Reproduce the lines of the items below word for word, starting at the line that contains "of the wide-eyed" and ending at the line that contains "<point>241,152</point>", both included.

● Recorded data:
______

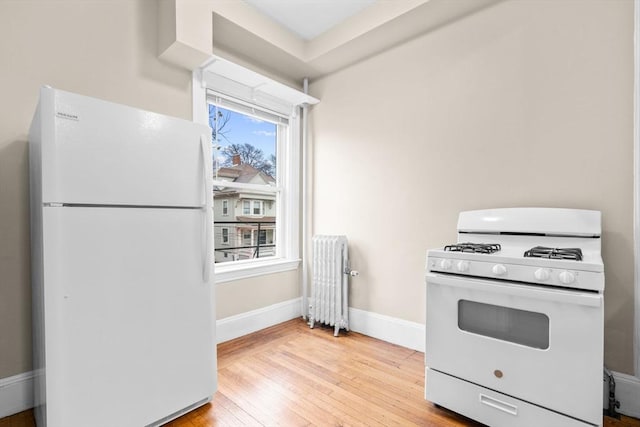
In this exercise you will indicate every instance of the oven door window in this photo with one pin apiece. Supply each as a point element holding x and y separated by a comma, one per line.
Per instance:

______

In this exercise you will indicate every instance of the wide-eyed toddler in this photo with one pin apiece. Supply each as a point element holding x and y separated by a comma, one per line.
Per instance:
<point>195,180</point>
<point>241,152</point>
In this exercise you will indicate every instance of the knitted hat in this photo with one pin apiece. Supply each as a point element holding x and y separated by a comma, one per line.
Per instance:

______

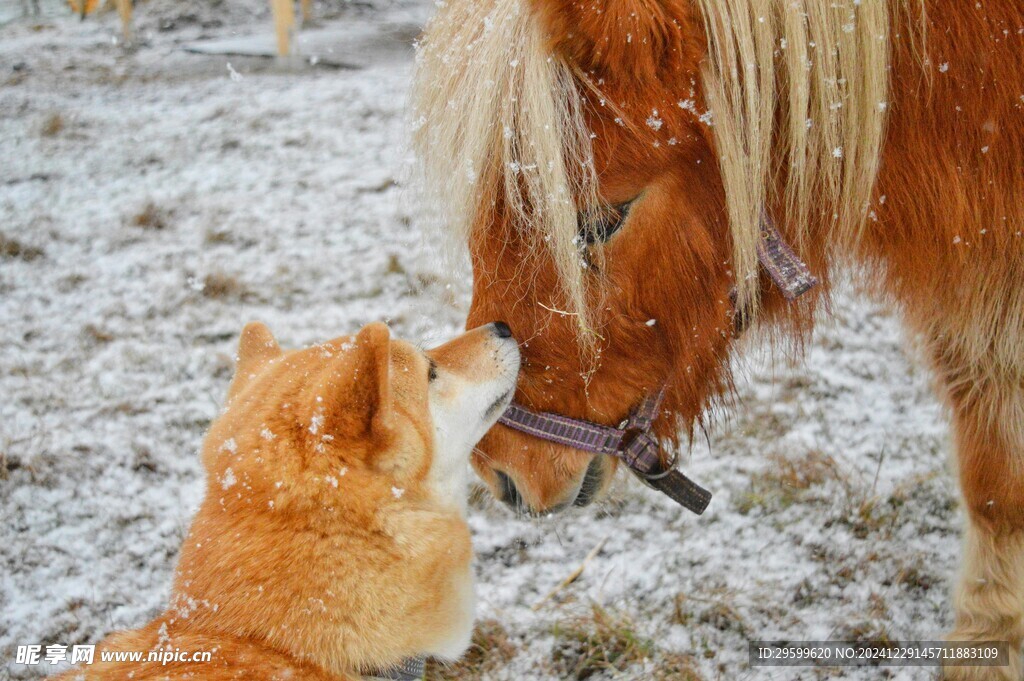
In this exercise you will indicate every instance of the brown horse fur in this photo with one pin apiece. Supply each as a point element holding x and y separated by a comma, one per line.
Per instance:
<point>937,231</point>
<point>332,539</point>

______

● Output of the task:
In this exercise you will indicate every instance of the wide-eyed toddler in this photo with one pin apiece. Supply each as a point element holding x and y separated by a comma, one per line.
Per instance:
<point>195,180</point>
<point>241,152</point>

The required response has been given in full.